→ **Object position labeling entries**
-*-

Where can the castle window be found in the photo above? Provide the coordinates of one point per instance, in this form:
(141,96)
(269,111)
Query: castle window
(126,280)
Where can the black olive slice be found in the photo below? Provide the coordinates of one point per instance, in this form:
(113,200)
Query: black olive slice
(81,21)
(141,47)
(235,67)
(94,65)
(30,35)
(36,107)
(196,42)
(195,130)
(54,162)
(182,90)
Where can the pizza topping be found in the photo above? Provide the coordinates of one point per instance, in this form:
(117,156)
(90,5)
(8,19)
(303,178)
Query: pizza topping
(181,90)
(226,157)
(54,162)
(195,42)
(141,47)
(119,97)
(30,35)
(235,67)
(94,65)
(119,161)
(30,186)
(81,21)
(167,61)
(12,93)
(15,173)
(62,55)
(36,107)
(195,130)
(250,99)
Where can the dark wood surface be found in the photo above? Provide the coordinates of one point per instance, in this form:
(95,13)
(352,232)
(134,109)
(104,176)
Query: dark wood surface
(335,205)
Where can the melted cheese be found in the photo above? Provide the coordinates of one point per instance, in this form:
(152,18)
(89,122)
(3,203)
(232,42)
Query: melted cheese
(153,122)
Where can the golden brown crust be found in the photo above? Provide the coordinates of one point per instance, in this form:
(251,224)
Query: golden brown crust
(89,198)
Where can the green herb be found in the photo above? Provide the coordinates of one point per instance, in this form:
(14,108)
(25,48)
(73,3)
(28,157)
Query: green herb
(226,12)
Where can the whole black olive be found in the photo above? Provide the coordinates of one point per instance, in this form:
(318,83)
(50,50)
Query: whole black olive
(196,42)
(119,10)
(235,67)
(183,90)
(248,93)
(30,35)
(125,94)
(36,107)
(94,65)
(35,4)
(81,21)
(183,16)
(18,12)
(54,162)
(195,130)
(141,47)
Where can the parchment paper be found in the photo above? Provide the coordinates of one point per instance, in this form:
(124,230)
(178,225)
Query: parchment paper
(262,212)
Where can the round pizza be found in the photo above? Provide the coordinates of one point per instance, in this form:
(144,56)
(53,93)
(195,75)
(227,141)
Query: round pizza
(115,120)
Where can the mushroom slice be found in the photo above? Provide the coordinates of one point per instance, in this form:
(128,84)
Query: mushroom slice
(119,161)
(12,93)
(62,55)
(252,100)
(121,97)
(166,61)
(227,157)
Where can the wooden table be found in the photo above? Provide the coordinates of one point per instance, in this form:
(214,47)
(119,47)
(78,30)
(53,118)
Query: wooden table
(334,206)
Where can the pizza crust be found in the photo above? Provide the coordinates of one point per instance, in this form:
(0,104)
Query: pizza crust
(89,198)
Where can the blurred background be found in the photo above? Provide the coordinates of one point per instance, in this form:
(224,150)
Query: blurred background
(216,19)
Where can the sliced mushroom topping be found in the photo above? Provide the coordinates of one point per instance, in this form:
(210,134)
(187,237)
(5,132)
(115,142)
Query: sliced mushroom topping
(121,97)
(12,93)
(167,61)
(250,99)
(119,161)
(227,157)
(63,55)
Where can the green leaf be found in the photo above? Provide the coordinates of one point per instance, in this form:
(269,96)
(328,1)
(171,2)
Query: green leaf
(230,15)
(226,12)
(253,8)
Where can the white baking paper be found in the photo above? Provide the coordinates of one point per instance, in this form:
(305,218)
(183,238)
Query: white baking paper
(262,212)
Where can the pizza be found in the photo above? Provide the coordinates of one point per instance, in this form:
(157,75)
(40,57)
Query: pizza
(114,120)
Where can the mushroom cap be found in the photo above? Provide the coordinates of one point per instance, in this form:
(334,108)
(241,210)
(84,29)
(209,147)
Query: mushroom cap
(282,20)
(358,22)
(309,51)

-*-

→ **Direction**
Transcribe all of the lines above word for word, without changing anything.

→ **Response to the exercise**
Where can the castle window be found in the photo above? Provide the coordinates of one point per instance, in this form:
(141,96)
(269,111)
Query: castle window
(126,280)
Where can the black olive slice be found in the photo below? Provide the coordinates of one point per instance, in this form:
(113,200)
Query: black olive slice
(81,21)
(141,47)
(235,67)
(94,65)
(30,35)
(36,107)
(196,42)
(195,130)
(54,162)
(182,90)
Where can the pizza topping be found in the photo above? Provide the coordinates of one point per instance, in this form:
(117,156)
(90,5)
(8,19)
(303,178)
Query: pizza topping
(181,90)
(226,157)
(54,162)
(195,42)
(141,47)
(119,97)
(30,35)
(235,67)
(94,65)
(119,161)
(30,186)
(81,21)
(167,61)
(12,93)
(15,173)
(62,55)
(36,107)
(195,130)
(250,99)
Where can the dark wood surface be found in the photo above? Provide the coordinates of one point per instance, in this form:
(95,13)
(352,232)
(134,109)
(104,176)
Query: dark wood surface
(335,205)
Where can the melted cheese be found in the photo above? Provide the coordinates of one point per instance, in this form:
(152,18)
(89,122)
(3,203)
(232,42)
Query: melted cheese
(153,122)
Where can the golden brown crust be found in the photo above? Provide the coordinates of one point per instance, in this form:
(251,224)
Query: golden brown crust
(89,198)
Where can the green herb be found in the photo above? Provide the coordinates of one point per instance, in this form:
(14,108)
(25,48)
(73,3)
(28,157)
Query: green herb
(226,12)
Where can the whole black olive be found in the photo above? Provide the coordinates of one point per instance, in this form:
(318,83)
(50,50)
Query: whole black olive
(196,42)
(119,10)
(235,67)
(183,90)
(248,93)
(30,35)
(125,94)
(36,107)
(94,65)
(35,4)
(81,21)
(183,16)
(18,12)
(54,162)
(195,130)
(141,47)
Where can the parchment paper be found in the photo above? Provide the coordinates of one point per instance, in this form:
(124,230)
(178,225)
Query: parchment paper
(262,212)
Where can the round pizza be found in the photo above? Provide the coordinates of one point per instance, in this form:
(144,56)
(53,93)
(195,75)
(227,141)
Query: round pizza
(115,120)
Where can the mushroom slice be found in the photo above? Provide the coordinates of one point per instance, in this form:
(128,84)
Query: mushroom slice
(119,161)
(12,93)
(62,55)
(252,100)
(121,97)
(166,61)
(227,157)
Where can the wooden table be found in the photo above? Provide the coordinates of one point per instance, in this form:
(214,47)
(119,47)
(78,30)
(53,118)
Query: wooden table
(334,206)
Where can the pizza crust be found in the photo above? Provide the coordinates of one point per instance, in this form:
(0,104)
Query: pizza crust
(89,198)
Where can the blurred background be found in the photo above? Provide the coordinates of one point per instance, in this form:
(224,150)
Query: blurred background
(216,19)
Where can the sliced mushroom topping be found in the photo above? Provide the coordinates of one point per instance, in this form:
(210,134)
(187,237)
(5,132)
(115,142)
Query: sliced mushroom topping
(121,97)
(12,93)
(167,61)
(250,99)
(119,161)
(227,157)
(63,55)
Where can the green leaf be found in the photo above? Provide the coordinates of one point per instance, in this form:
(269,96)
(328,1)
(171,2)
Query: green leaf
(230,15)
(226,12)
(253,8)
Where can the white baking paper be found in the photo above? Provide the coordinates of one point per instance, in this form:
(305,218)
(183,238)
Query: white baking paper
(262,212)
Where can the pizza be found in the photo above? Provide the coordinates of one point per instance, in this form:
(157,75)
(40,57)
Query: pizza
(114,120)
Where can the mushroom cap be found in the photo above? Provide the coordinates of one point per instance, in this form:
(334,108)
(241,210)
(84,29)
(209,147)
Query: mushroom cap
(282,20)
(358,22)
(309,51)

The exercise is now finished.